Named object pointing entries
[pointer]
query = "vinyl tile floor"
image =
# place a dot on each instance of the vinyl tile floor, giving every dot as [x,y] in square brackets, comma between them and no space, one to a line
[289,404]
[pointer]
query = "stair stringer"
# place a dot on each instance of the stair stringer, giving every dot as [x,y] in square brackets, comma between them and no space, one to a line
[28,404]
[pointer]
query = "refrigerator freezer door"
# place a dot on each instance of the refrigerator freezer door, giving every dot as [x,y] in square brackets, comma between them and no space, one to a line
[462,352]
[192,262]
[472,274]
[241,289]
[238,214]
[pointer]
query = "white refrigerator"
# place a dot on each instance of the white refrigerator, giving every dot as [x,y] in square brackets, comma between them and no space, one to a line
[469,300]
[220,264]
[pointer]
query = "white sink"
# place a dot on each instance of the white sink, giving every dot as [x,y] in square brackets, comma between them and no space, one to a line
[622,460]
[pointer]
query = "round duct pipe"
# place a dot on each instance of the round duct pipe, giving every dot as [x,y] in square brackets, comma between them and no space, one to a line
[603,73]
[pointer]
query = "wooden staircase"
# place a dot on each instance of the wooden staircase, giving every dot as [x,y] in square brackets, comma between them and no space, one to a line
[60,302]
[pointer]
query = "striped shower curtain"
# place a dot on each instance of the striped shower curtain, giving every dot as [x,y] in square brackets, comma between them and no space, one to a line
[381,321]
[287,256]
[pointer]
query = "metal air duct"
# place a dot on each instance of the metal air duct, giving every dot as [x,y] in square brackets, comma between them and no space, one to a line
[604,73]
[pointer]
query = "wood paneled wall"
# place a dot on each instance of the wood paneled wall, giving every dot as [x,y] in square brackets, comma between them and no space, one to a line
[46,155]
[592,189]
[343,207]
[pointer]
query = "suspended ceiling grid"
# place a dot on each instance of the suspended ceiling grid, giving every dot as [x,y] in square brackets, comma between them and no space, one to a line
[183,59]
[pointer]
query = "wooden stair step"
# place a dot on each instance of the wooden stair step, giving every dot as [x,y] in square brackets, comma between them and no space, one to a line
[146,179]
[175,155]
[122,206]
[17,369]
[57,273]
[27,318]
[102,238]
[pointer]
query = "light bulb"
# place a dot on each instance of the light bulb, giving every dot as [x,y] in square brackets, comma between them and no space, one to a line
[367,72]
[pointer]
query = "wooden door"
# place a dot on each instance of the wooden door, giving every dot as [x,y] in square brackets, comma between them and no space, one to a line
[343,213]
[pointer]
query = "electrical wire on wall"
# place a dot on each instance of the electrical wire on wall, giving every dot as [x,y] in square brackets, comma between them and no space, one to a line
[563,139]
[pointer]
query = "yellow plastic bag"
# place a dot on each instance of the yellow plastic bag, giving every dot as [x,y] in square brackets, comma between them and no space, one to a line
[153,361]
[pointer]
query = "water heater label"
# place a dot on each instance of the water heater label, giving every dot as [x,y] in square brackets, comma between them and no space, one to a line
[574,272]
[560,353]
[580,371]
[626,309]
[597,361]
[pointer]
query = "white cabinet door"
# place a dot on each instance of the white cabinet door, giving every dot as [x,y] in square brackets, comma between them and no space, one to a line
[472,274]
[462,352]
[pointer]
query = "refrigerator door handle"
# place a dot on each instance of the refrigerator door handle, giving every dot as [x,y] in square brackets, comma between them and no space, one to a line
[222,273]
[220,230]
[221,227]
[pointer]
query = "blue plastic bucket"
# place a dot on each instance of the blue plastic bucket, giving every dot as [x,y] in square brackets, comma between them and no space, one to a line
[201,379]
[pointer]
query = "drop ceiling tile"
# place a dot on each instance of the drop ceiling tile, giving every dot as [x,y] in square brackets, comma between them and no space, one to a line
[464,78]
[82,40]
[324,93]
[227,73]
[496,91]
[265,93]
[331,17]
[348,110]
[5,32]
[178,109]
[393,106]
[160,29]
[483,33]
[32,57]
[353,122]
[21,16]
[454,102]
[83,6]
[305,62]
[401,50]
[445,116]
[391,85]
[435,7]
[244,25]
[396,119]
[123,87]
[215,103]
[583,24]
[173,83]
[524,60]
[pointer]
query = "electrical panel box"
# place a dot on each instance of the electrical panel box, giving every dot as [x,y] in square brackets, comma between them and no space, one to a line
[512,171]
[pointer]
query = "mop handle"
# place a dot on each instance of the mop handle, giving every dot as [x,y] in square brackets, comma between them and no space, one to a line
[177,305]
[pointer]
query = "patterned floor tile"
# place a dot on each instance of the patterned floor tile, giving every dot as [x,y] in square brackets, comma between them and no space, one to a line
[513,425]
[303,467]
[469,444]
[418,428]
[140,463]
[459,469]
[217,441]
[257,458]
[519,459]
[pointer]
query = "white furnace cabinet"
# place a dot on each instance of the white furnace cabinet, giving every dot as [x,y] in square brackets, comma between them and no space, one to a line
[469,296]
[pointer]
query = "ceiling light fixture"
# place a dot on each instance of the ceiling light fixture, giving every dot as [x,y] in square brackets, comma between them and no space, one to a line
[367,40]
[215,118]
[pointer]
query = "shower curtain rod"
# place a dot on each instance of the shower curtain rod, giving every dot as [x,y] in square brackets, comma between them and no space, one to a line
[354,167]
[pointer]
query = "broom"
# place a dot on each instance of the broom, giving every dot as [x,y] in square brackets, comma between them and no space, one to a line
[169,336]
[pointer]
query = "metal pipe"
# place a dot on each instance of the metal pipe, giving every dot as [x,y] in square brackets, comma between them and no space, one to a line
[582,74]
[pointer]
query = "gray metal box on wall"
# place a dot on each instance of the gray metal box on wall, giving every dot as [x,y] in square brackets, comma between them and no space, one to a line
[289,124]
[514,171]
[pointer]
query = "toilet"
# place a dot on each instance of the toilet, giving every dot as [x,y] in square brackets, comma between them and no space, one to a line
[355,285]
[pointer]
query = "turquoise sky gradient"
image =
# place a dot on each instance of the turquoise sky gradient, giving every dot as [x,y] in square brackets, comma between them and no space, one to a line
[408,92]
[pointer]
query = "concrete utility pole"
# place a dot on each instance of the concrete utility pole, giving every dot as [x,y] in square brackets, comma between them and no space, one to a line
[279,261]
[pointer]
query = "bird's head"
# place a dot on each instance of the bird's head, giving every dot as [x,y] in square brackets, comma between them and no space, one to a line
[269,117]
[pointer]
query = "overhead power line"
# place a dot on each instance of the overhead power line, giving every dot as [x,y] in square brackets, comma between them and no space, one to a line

WRITTEN REQUEST:
Copy out each record exactly as given, omitting none.

EXERCISE RESULT:
[pointer]
query = "vinyl tile floor"
image =
# place a dot on each instance of the vinyl tile floor, giving every dot as [x,y] in square brackets, comma between them and no space, one to a line
[289,404]
[pointer]
query = "stair stringer"
# place a dot on each instance of the stair stringer, giving every dot as [x,y] in square brackets, comma between them and no space, one to a line
[28,404]
[pointer]
query = "refrigerator freezer door"
# place a dot on each instance of the refrigerator freezer door, giving every dot as [x,y] in square brackets, comma between them and no space, one to a line
[462,352]
[192,262]
[472,274]
[241,289]
[238,214]
[pointer]
query = "white refrigerator"
# place a dot on each instance of the white refrigerator, giving every dot as [x,y] in square brackets, comma between them and no space, one to a line
[469,300]
[220,264]
[pointer]
query = "white sink"
# place a dot on each instance of the white sink, giving every dot as [x,y] in square brackets, comma between them and no space, one to a line
[622,460]
[pointer]
query = "round duct pipe"
# place a dot on each instance of the round duct pipe, giving every dot as [x,y] in square brackets, comma between them and no space, one to a line
[603,73]
[pointer]
query = "wooden staircase"
# place a dot on each instance of the wooden staircase, giving every dot as [x,y] in square brackets, comma between them and no space, one to a line
[60,302]
[pointer]
query = "striped shower curtain"
# place a dot on each instance of the striped shower curtain, giving every dot as [x,y] in square brackets, comma between them and no space, one to a line
[381,321]
[287,256]
[pointer]
query = "metal air duct"
# place a dot on each instance of the metal air duct, giving every dot as [x,y] in square brackets, comma between them and no space, one to a line
[604,73]
[pointer]
query = "wood paneled wall"
# place a dot on each instance of the wood paneled wall, giving every dot as [x,y] in square brackets, comma between them and no space, one to a line
[46,155]
[592,189]
[343,207]
[pointer]
query = "suspended ceiling grid"
# place a dot on each instance of the suspended ceiling grid, giving every dot as [x,y] in square brackets, comma between them and no space, one to a line
[183,59]
[pointer]
query = "wooden stair step"
# place a dot on each instance of the wooden stair step, giving every dot as [x,y] in square brackets, comma between them and no space, one to a line
[146,179]
[175,155]
[122,206]
[17,369]
[57,273]
[27,318]
[102,238]
[pointer]
query = "light bulb"
# place a dot on each instance of the light bulb, giving every dot as [x,y] in square brackets, comma between them and no space, one to a line
[367,72]
[pointer]
query = "wooden door"
# place a dot on each instance of the wooden door, giving every dot as [x,y] in square brackets, comma between them and no space, one to a line
[343,213]
[pointer]
query = "electrical wire on wall"
# place a dot on each instance of the electrical wire on wall, giving every dot as [x,y] in square brackets, comma between them and no space, one to a line
[563,139]
[pointer]
query = "yellow plastic bag"
# place a dot on each instance of the yellow plastic bag, giving every dot as [x,y] in square brackets, comma between them and no space, one to a line
[153,361]
[pointer]
query = "water heater label"
# place a dot on each instance of the water heater label, giving every dot as [x,y] in square brackets, comma between them and no space, one to a line
[574,272]
[560,353]
[580,371]
[626,309]
[597,361]
[pointer]
query = "white cabinet door"
# place a dot on each instance of the white cabinet door, giving every dot as [x,y] in square brackets, comma between them and no space, one to a line
[472,274]
[462,352]
[pointer]
query = "refrigerator door handle"
# place a dot on each instance of the refrigerator door handle, giving every dot as [x,y] in square brackets, comma between them and no space, one to a line
[222,273]
[220,230]
[221,227]
[pointer]
query = "blue plastic bucket"
# place a dot on each instance of the blue plastic bucket, giving every dot as [x,y] in square brackets, comma between them and no space, one to a line
[201,379]
[pointer]
query = "drop ceiling tile"
# place a dot on each instance of the drop ceiling tile, giving every dot as [x,y] in square brackets, comma between them and no space, one to a line
[464,78]
[82,40]
[324,93]
[227,73]
[496,91]
[265,93]
[331,17]
[348,110]
[5,32]
[178,109]
[393,106]
[160,29]
[483,33]
[32,57]
[353,122]
[21,16]
[454,102]
[83,6]
[305,62]
[401,50]
[445,116]
[391,85]
[435,7]
[244,25]
[396,119]
[123,87]
[215,103]
[583,24]
[173,83]
[524,60]
[pointer]
query = "electrical panel box"
# place a dot on each instance of the electrical panel box, giving every dot as [x,y] in square brackets, comma between them and no space, one to a line
[512,171]
[pointer]
query = "mop handle"
# place a dot on each instance of the mop handle, giving every dot as [x,y] in square brackets, comma between them and no space, one to a line
[177,305]
[pointer]
query = "patterned floor tile"
# place a dot on each instance of the patterned floor tile, giving every dot as [x,y] in square brackets, comma between them and no space, one to a line
[513,425]
[303,467]
[469,444]
[418,428]
[140,463]
[459,469]
[217,441]
[257,458]
[519,459]
[pointer]
query = "white furnace cabinet"
# place a dot on each instance of the white furnace cabinet, giving every dot as [x,y] in square brackets, comma between them and no space, one to a line
[469,296]
[pointer]
query = "ceiling light fixture"
# place a dot on each instance of the ceiling light fixture, giving every dot as [x,y] in square brackets, comma between them and no space, one to a line
[367,40]
[215,118]
[pointer]
query = "shower curtain rod"
# place a dot on each instance of the shower curtain rod, giving every dot as [x,y] in square brackets, comma between them and no space, one to a line
[354,167]
[pointer]
query = "broom"
# place a dot on each instance of the broom, giving every dot as [x,y] in square brackets, comma between them and no space, one to a line
[169,336]
[pointer]
query = "metal pipe"
# place a dot on each instance of the metal pipe, giving every dot as [x,y] in square brackets, comma between them and no space, one to a line
[582,74]
[pointer]
query = "gray metal box on wall"
# place a dot on each instance of the gray metal box on wall, giving every dot as [x,y] in square brackets, comma between them and no space, one to a line
[289,124]
[514,171]
[pointer]
query = "toilet"
# place a dot on each instance of the toilet, giving every dot as [x,y] in square brackets, comma between them and no space, one to a line
[355,285]
[pointer]
query = "turquoise sky gradient"
image =
# place a dot on each instance of the turquoise sky gradient, giving every dot as [x,y] in square brackets, comma between them and no space, one to a line
[408,92]
[pointer]
query = "concrete utility pole"
# place a dot on each instance of the concrete utility pole, giving every dot as [x,y] in square brackets, comma between them and no space, one to a line
[279,261]
[pointer]
query = "bird's head"
# place a dot on each instance of the bird's head, giving every dot as [x,y] in square brackets, comma between them and no space, one to a line
[269,117]
[pointer]
query = "overhead power line"
# place a dot on each instance of the overhead power line, giving every dot as [x,y] in square brackets, comma between them and no space, one to a line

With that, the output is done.